** START DATASET ROWS **

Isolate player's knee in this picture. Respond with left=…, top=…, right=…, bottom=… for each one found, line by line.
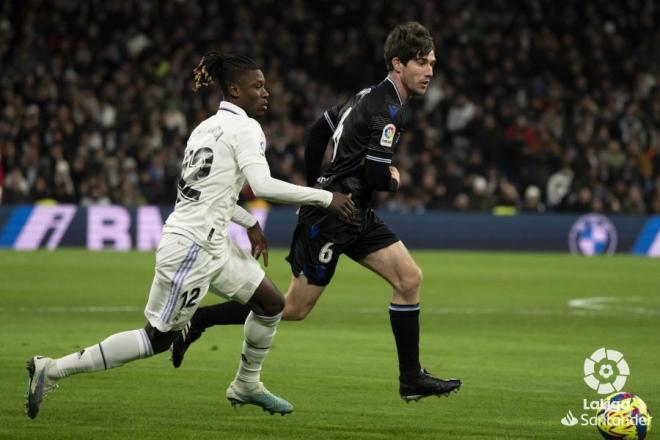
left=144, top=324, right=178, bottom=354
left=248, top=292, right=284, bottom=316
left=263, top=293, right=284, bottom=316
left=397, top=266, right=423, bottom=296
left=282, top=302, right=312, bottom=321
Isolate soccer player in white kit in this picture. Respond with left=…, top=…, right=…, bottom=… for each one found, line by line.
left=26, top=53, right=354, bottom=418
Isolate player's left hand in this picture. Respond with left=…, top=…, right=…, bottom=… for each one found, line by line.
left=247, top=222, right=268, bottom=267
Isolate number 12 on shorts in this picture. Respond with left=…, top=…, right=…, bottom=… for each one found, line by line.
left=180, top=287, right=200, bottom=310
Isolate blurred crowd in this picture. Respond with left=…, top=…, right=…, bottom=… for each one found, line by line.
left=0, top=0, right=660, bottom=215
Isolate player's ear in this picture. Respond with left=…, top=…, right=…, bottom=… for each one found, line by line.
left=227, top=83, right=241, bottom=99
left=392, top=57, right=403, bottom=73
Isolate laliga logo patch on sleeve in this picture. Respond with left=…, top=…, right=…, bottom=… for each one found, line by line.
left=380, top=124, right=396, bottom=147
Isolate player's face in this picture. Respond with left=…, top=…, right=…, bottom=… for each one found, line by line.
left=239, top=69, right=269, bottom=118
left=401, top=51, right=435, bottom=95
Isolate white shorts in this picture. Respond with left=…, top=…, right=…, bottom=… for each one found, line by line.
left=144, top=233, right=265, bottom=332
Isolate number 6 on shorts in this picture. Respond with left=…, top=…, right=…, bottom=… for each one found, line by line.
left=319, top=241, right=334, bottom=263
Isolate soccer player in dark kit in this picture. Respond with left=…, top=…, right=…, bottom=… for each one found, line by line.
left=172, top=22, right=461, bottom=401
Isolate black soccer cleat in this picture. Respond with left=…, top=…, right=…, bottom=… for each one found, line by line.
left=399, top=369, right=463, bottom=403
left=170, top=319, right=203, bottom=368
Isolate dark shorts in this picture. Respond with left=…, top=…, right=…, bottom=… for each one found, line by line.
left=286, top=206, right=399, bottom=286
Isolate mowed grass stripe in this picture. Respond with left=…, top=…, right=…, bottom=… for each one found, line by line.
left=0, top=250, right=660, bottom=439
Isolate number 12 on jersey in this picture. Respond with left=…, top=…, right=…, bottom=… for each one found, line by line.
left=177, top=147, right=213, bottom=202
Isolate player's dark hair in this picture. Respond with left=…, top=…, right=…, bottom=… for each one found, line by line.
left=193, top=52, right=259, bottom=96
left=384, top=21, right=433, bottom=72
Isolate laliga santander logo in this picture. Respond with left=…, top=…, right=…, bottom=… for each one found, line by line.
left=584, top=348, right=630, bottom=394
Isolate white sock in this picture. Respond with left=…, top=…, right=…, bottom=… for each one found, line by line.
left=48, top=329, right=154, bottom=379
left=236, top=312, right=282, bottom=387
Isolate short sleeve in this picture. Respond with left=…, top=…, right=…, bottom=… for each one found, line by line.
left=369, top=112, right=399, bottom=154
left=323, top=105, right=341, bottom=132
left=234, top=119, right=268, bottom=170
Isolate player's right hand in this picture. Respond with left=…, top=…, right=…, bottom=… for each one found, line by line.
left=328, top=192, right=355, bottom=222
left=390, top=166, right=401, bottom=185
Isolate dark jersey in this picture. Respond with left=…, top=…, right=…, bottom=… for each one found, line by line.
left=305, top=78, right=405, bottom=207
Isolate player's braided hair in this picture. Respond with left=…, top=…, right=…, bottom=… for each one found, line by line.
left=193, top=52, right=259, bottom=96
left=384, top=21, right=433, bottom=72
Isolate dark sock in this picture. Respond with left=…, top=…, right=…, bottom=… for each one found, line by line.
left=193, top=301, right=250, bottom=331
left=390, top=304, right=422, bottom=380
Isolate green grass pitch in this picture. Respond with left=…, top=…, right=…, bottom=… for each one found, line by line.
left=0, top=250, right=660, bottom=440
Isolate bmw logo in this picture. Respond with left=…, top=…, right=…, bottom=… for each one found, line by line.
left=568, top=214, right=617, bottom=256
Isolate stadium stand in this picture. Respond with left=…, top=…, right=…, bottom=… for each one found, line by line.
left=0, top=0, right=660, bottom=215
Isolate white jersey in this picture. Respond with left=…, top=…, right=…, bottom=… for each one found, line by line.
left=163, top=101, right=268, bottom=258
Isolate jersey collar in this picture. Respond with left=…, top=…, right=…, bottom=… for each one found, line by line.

** END DATASET ROWS **

__TASK TO CARRY OUT__
Starting at the line that contains "Isolate stadium stand" and ending with the last line of the records, write those lines out again, replacing "jersey" with "shirt" and leaving everything else unchanged.

__RESPONSE FOR THIS EXERCISE__
Isolate stadium stand in this picture. Respond with left=…, top=…, right=…, bottom=… for each one found, line by line.
left=0, top=0, right=660, bottom=215
Isolate white shirt in this picture. Respond with left=…, top=…, right=…, bottom=… for each one found, line by line.
left=163, top=101, right=268, bottom=258
Isolate shirt collar in this picture. Respond with left=…, top=…, right=…, bottom=… for each one found, line by line.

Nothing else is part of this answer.